Patterns of genetic variation in modern-day human populations have been shaped by our evolutionary past, environmental resources, and cultural practices. Diet has been a particularly strong force in influencing human evolution. Major events such as plant and animal domestication and the development of agriculture dramatically changed the food sources that human populations rely on and have had demonstrable effects on our evolution.
One aspect of my research focuses on how food availability impacts human adaptations in genes related to diet and metabolism. I research the FADS gene cluster, genes involved in the metabolism of polyunsaturated fatty acids, such as omega fatty acids. Signals of positive selection have been observed in other worldwide populations, indicating that these genes have experienced multiple independent recurrent selection events related to the differences in availability of dietary fats in foods like plants versus meat and fish.
I examine the evolutionary history of these genes in Near Oceania and whether there are signals of selection as have been observed in geographically proximal locations like populations in Indonesia and southeast China.
Starting over 50,000 years ago, humans began to disperse from our common origin in Africa around the globe. Population genetic methods can help unravel the demographic and population histories of different populations and also investigate how these processes, in conjunction with evolutionary processes such as natural selection and cultural processes like marriage patterns, affect patterns of genetic diversity.

▸ EXERCISE BRIEF:
Could you resume the passage on human genetic variation from where it stops? The records are separate material with no connection to the passage on human genetic variation.

▸ INFORMATION PROVIDED:
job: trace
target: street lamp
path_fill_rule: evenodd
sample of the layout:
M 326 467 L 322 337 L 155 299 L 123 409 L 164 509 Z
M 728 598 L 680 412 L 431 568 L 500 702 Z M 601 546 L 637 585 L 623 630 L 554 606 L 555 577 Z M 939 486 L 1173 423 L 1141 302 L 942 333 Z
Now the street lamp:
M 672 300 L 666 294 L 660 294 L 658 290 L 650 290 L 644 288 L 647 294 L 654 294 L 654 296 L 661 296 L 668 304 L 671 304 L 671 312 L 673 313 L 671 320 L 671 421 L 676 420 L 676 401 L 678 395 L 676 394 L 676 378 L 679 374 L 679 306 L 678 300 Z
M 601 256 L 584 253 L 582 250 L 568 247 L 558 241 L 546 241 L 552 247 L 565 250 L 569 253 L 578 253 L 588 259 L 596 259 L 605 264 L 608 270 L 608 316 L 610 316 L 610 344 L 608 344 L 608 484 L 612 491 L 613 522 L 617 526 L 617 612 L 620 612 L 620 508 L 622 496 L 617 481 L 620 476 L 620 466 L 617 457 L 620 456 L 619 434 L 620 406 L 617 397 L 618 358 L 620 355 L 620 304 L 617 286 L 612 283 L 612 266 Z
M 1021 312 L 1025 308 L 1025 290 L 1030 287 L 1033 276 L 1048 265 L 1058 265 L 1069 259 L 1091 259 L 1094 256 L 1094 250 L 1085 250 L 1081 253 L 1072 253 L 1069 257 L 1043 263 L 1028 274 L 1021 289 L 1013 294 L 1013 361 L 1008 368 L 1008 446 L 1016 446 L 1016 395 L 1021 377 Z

▸ ANSWER BOX:
Runs of homozgosity (ROH) are regions of our genome that are identical because of shared parental ancestry. While all humans have ROH due to our shared evolutionary past, the amount of ROH between individuals can vary greatly. The amount and length of ROH can help inform us about a population's evolutionary past. For example, populations that are small and have been small for a long period of time are likely to have many and long ROH.
For this project, I analyzed ROH and compared the amounts of ROH found in Near Oceania to other global populations. The patterns of ROH help reveal the history of dispersal and bottlenecks in Near Oceania as well as fine-scale differences between Near Oceanic populations. I also characterized their distribution across their genome to identify where in the genome ROHs are common and the functional consequences of the genes and genetic variants found in these regions.